* To do:
Reproduce all records exactly.

(Detection examples)

━━━━━━━━━━

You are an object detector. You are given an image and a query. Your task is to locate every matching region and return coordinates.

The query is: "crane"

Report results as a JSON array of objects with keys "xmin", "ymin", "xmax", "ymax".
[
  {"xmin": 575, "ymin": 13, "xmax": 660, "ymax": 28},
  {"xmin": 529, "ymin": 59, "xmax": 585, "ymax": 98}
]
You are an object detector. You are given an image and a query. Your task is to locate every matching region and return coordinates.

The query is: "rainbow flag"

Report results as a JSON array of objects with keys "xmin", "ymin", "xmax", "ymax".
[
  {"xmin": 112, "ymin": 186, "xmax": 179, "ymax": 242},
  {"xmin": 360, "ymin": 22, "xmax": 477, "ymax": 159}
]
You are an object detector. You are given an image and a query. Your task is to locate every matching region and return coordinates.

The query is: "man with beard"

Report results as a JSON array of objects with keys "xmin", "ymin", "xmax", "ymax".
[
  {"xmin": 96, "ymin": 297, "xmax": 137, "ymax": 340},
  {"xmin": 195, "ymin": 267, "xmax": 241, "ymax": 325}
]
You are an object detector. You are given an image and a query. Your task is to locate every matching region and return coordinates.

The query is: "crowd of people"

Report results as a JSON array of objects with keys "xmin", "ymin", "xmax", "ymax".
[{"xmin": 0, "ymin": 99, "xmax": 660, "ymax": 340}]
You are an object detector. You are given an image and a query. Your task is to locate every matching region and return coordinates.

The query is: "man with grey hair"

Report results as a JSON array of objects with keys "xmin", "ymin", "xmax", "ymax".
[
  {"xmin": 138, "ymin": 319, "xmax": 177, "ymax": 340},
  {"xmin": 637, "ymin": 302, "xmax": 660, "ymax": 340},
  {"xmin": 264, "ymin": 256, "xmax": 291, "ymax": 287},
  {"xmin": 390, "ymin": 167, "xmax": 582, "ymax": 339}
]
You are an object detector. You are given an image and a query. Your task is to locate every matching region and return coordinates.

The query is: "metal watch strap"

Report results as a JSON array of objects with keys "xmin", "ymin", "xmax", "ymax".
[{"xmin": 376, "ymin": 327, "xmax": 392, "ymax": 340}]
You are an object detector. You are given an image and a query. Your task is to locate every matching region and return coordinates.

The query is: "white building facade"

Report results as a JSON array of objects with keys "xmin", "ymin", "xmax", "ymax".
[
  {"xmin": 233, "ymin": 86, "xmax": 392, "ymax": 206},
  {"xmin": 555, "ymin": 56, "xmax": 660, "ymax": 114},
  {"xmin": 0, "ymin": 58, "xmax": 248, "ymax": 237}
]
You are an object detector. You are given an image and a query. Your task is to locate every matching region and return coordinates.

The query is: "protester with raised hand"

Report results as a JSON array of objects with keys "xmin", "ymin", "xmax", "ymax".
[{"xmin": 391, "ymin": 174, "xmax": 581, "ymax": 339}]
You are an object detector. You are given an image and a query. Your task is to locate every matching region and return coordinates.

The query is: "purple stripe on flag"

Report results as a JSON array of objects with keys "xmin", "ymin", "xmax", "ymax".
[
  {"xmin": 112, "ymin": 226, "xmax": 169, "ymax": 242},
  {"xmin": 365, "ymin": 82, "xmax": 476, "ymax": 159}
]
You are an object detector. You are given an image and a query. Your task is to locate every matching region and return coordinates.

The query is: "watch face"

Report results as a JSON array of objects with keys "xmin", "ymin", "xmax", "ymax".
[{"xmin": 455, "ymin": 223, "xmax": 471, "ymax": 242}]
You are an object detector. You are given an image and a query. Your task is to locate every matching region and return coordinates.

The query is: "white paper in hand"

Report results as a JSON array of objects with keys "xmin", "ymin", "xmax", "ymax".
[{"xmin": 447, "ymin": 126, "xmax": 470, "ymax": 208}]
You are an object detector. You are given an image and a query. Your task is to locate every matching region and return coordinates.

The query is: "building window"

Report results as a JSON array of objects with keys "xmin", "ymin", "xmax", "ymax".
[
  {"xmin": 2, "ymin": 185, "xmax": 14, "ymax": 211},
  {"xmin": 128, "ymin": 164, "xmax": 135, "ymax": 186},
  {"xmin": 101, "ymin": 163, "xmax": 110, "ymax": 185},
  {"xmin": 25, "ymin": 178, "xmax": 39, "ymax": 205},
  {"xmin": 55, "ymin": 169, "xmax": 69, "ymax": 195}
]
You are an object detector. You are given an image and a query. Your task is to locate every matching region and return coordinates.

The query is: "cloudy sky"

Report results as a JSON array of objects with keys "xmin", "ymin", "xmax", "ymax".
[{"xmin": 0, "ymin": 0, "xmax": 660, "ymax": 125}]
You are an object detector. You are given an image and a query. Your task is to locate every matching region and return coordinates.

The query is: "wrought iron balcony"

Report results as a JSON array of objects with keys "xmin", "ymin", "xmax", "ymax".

━━━━━━━━━━

* Output of the task:
You are an object detector. You are given an image and a query. Your task is to locate every matching region and return coordinates.

The query is: "crane"

Report results as a JSON array of objects with keys "xmin", "ymin", "xmax", "ymax".
[
  {"xmin": 575, "ymin": 13, "xmax": 660, "ymax": 28},
  {"xmin": 529, "ymin": 59, "xmax": 585, "ymax": 98}
]
You are an object detector. You are given an image and a query. Your task is to locate every matching region and return coordinates.

The query is: "rainbow flag"

Report results as a JSON array of objects with keys "xmin", "ymin", "xmax", "ymax".
[
  {"xmin": 112, "ymin": 186, "xmax": 179, "ymax": 242},
  {"xmin": 360, "ymin": 22, "xmax": 477, "ymax": 159}
]
You are an object detector. You are given an image and a query. Your task is to locate every matching region and return coordinates.

The query is: "man with beard"

Report results as a JSON array of objects with keys "xmin", "ymin", "xmax", "ymax".
[
  {"xmin": 96, "ymin": 297, "xmax": 137, "ymax": 340},
  {"xmin": 195, "ymin": 267, "xmax": 241, "ymax": 325}
]
You are an object detector. You are given an image and a query. Your task is to locate every matching region and return coordinates.

The query is: "crowd of people"

Report results as a JSON array of objects with keys "xmin", "ymin", "xmax", "ymax".
[{"xmin": 0, "ymin": 99, "xmax": 660, "ymax": 340}]
You are an object detector. You are given an image and a query. Your task is to locate every matching region and return coordinates.

The query is: "man with grey hair"

Report results as a JSON array of objects with keys "xmin", "ymin", "xmax", "ymax".
[
  {"xmin": 138, "ymin": 319, "xmax": 177, "ymax": 340},
  {"xmin": 637, "ymin": 302, "xmax": 660, "ymax": 340},
  {"xmin": 264, "ymin": 256, "xmax": 291, "ymax": 287},
  {"xmin": 390, "ymin": 167, "xmax": 582, "ymax": 339}
]
You are an object detector. You are given an image and a query. Your task is to locate every matching region and return coordinates.

The query is: "metal watch strap"

Report results as a JSON array of objects with keys "xmin", "ymin", "xmax", "ymax".
[{"xmin": 376, "ymin": 327, "xmax": 392, "ymax": 340}]
You are an object detector. You are given an image and a query. Your task is to locate every matching region and return coordinates.

The query is: "white building facade"

Report results as a JSON array of objects with keys "xmin", "ymin", "xmax", "ymax".
[
  {"xmin": 233, "ymin": 86, "xmax": 392, "ymax": 206},
  {"xmin": 555, "ymin": 56, "xmax": 660, "ymax": 114},
  {"xmin": 0, "ymin": 58, "xmax": 248, "ymax": 237}
]
You are an object detector. You are given an image and a query. Your task is to locate every matching region and return coordinates.

The query is: "protester with raised hand"

Report results as a JSON array of objects with keys "xmin", "ymin", "xmax", "ymax".
[{"xmin": 391, "ymin": 174, "xmax": 581, "ymax": 339}]
You are an object detector. You are given an image and a query. Your task is to locate every matching region and return coordinates.

The query is: "purple stripe on flag"

Report results as a JSON array of objects with keys "xmin", "ymin", "xmax", "ymax".
[
  {"xmin": 112, "ymin": 226, "xmax": 169, "ymax": 242},
  {"xmin": 365, "ymin": 82, "xmax": 476, "ymax": 159}
]
You are an object detector. You are given an image and a query. Your task is to locate every matching region and return coordinates.

The query is: "watch face"

Report results as a JSON array of objects with keys "xmin", "ymin", "xmax", "ymax".
[{"xmin": 455, "ymin": 223, "xmax": 471, "ymax": 242}]
You are an object detector. You are given an image and a query. Your task is to locate every matching region and return coordinates.

The query is: "white paper in hand"

Report results as a JSON array of objects with keys "xmin", "ymin", "xmax", "ymax".
[{"xmin": 447, "ymin": 126, "xmax": 470, "ymax": 208}]
You are an object detector. You are given an image and a query. Your task is to locate every matching region and return coordinates.

The query is: "building window"

Report results as a JSON array of objects with keys "xmin", "ymin", "xmax", "ymax".
[
  {"xmin": 2, "ymin": 185, "xmax": 14, "ymax": 211},
  {"xmin": 128, "ymin": 164, "xmax": 135, "ymax": 186},
  {"xmin": 101, "ymin": 163, "xmax": 110, "ymax": 185},
  {"xmin": 25, "ymin": 178, "xmax": 39, "ymax": 205},
  {"xmin": 55, "ymin": 169, "xmax": 69, "ymax": 195}
]
You are an object detector. You are given an image and a query. Your task is to locate every matching region and return coordinates.

The query is: "cloudy sky"

Report results as a JSON array of objects with keys "xmin", "ymin", "xmax", "ymax".
[{"xmin": 0, "ymin": 0, "xmax": 660, "ymax": 125}]
You are an object detector. You are given an image and a query. Your task is to locate every matching region and return coordinates.

The query is: "wrought iron balcony"

Report results as a JSON array of objects with keys "xmin", "ymin", "xmax", "ymax".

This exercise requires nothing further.